[CONSIGNE 1]
Répondez à ces questions d'après le texte à lire :
(a) Sous quel numéro la correspondance du 25 janvier 2013 a-t-elle été enregistrée au Secrétariat de la Cour ?
(b) Quel métier exerce le sieur Godeme Isidore, et où ?
(c) Quelle somme lui a-t-on dérobée ?
[CONSIGNE 2] Combien de lignes des enregistrements contiennent le mot « wooden » ? Donnez seulement le nombre, en tenant compte de la casse.

[TEXTE À LIRE]
· · ·
Considérant que Monsieur Auguste Egounlety, par correspondance du 25 janvier 2013 enregistrée au Secrétariat de la Cour sous le numéro 0207, ajoute : « Il n’est pas surabondant de rappeler que, bien que je leur aie dit que je m’appelle plutôt Egounlety - après qu’ils m’ont demandé si c’est moi Monsieur Kossou- et bien que je leur aie encore remis, à leur demande, mes pièces d’identité aux fins de vérification de mon identité, tout cela n’a pas empêché l’Inspecteur de Police Pacôme Dossou et ses collègues de me soumettre, en violation flagrante des droits de l’Homme, et subséquemment de la Constitution du 11 décembre 1990, à toutes sortes de traitements cruels, dégradants et inhumains. En principe, à partir du moment où je leur ai fourni ces renseignements sur ma personne avec preuve à l’appui, ces policiers se devraient d’avoir un peu de réserve dans les actes qu’ils s’apprêtaient à poser par la suite. Ce qu’ils n’ont pas cru devoir faire. Il suit de là que c’est intentionnellement qu’ils ont commis leurs fautes, et ce, dans l’exercice de leurs fonctions »... ;

Instruction du recours

Considérant qu’en réponse à la mesure d’instruction de la Cour, le Chef de la Police Judiciaire du Commissariat Central de Cotonou, le Commissaire Principal de Police Coovi Pierre Agossadou, écrit : « … le mardi 11 décembre 2012, s’est présenté spontanément dans les locaux de la Police Judiciaire du Commissariat Central de la ville de Cotonou, le sieur Godeme Isidore, vendeur de pièces détachées à Fifadji, lequel a déclaré qu’il vient d’identifier formellement à Fifadji l’un des présumés auteurs du vol à mains armées dont il a été victime dans la journée du lundi 10 décembre 2012 sur la voie Inter-Etats Comé-Hillacondji lors d’un voyage qu’il effectuait sur Lomé pour s’approvisionner en pièces détachées. Le requérant a exposé que tôt dans la matinée de ce lundi 10 décembre 2012, il était au bord de la voie à Fifadji entrain de chercher une occasion pour Lomé quand un véhicule a stationné non loin de lui, et le chauffeur lui a fait la main en lui posant la question de savoir s’il allait à Lomé. Après quelques instants d’hésitation, il est monté à bord de ce véhicule à côté du conducteur puisqu’en dehors de celui-ci, il y avait sur le siège-arrière deux (02) hommes et une (01) femme, toute chose qui l’avait convaincu. Le sieur Godeme Isidore a poursuivi en relatant qu’ils ont roulé dans une ambiance conviviale jusqu’à traverser la ville de Comé mais arrivés dans une zone relativement calme autour de 6 heures 30 minutes, brusquement, l’un de ceux qui étaient sur le siège-arrière lui a ceinturé le cou avec son bras droit, celui qui est au volant l’a aspergé de gaz lacrymogène et ils l’ont dépouillé d’une somme de cinq millions deux cent mille (5 200 000) fcfa dont il disposait pour aller s’approvisionner en pièces détachées à Lomé. Les délinquants se sont précipitamment séparés de lui après l’avoir propulsé du véhicule et, avec les effets très piquants du gaz lacrymogène, il n’a pu voir le véhicule partir et que fortuitement, il vient d’identifier formellement un individu et de repérer son domicile à Fifadji.
· · ·
[LIGNES]
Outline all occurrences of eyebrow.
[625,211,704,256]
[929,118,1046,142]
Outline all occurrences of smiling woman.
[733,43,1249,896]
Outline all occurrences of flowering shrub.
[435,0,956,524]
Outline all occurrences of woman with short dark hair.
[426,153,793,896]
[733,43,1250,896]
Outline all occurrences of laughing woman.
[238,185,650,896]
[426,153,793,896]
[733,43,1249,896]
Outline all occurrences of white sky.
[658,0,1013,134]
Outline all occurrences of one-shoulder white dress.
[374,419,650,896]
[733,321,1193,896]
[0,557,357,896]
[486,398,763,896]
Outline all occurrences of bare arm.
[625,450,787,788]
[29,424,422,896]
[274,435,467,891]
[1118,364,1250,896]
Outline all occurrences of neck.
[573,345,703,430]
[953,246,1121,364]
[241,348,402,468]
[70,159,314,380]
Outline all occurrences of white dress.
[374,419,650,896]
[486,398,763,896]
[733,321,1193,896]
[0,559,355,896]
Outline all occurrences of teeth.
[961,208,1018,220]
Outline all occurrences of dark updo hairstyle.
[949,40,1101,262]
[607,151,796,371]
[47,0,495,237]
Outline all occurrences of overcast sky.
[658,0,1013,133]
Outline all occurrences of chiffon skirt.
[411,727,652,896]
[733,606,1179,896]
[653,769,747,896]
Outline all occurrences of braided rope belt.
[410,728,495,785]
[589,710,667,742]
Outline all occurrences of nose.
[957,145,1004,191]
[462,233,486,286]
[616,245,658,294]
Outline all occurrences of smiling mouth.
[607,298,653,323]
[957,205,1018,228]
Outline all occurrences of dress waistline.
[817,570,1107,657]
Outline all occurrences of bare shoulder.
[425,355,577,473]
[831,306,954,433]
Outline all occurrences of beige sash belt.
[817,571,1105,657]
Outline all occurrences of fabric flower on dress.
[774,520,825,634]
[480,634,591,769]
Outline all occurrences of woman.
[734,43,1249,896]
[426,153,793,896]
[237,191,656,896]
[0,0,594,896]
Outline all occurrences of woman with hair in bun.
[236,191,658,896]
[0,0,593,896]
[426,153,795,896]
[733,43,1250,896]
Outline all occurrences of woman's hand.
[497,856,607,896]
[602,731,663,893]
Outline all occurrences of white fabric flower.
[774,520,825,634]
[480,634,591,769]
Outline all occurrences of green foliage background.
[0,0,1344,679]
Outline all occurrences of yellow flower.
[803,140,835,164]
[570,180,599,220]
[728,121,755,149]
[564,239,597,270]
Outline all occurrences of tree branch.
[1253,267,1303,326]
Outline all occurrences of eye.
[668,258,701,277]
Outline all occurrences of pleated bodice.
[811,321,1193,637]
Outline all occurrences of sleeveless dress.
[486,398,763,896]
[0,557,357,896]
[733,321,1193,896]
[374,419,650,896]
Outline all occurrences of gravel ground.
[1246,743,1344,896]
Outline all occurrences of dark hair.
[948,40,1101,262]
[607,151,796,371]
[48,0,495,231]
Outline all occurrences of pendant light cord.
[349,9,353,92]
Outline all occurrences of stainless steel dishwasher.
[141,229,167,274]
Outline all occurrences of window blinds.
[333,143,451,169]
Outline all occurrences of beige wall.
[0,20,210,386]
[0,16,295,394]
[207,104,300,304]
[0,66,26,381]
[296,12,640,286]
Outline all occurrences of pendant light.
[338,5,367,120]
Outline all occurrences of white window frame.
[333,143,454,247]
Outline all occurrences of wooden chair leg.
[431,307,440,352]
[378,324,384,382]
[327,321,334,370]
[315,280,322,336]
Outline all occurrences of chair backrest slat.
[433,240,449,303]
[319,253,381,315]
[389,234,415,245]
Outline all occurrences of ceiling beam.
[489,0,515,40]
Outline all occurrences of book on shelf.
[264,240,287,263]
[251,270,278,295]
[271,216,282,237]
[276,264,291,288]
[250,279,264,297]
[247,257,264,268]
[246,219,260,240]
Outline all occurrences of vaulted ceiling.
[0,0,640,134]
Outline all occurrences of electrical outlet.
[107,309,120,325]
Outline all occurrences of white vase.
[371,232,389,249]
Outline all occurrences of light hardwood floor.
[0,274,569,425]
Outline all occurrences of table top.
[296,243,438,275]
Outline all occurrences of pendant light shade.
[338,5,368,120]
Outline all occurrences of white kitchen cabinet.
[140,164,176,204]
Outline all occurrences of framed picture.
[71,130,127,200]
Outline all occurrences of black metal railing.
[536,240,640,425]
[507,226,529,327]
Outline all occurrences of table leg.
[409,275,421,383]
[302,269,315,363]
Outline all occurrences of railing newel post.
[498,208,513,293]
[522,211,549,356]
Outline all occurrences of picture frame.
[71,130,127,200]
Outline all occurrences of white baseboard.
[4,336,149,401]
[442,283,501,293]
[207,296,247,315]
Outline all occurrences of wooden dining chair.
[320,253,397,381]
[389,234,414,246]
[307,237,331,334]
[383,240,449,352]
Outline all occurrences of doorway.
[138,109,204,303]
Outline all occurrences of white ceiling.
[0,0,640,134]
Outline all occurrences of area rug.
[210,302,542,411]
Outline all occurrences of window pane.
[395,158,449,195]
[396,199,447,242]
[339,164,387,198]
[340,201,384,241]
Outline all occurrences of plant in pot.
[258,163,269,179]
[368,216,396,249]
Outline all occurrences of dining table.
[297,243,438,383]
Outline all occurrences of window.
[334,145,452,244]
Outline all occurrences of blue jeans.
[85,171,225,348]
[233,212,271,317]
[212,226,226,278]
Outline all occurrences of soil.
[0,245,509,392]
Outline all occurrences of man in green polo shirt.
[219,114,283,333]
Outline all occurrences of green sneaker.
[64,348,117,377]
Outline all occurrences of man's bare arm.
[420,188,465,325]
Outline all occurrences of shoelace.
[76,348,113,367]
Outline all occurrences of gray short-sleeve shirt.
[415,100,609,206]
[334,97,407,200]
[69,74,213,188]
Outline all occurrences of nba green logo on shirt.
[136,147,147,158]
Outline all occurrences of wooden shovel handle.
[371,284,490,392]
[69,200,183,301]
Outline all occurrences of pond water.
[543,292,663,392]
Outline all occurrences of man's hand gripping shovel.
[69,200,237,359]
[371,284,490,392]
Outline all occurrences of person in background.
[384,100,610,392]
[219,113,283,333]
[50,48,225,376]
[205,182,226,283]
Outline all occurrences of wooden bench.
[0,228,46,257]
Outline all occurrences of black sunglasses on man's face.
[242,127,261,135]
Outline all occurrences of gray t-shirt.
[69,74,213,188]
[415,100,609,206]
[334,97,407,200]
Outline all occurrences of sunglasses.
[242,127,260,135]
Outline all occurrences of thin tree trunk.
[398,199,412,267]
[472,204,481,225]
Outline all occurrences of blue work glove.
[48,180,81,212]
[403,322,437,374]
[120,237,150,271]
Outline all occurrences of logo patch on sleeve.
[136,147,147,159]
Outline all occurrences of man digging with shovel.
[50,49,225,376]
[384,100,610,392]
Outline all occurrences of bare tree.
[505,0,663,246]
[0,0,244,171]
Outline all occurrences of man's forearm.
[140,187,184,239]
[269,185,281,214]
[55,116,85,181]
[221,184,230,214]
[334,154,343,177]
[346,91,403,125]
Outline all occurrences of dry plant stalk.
· · ·
[RÉPONSE COMPLÈTE 1]
(a) Sous le numéro 0207.
(b) Il est vendeur de pièces détachées à Fifadji.
(c) Cinq millions deux cent mille (5 200 000) fcfa.

[RÉPONSE COMPLÈTE 2] 4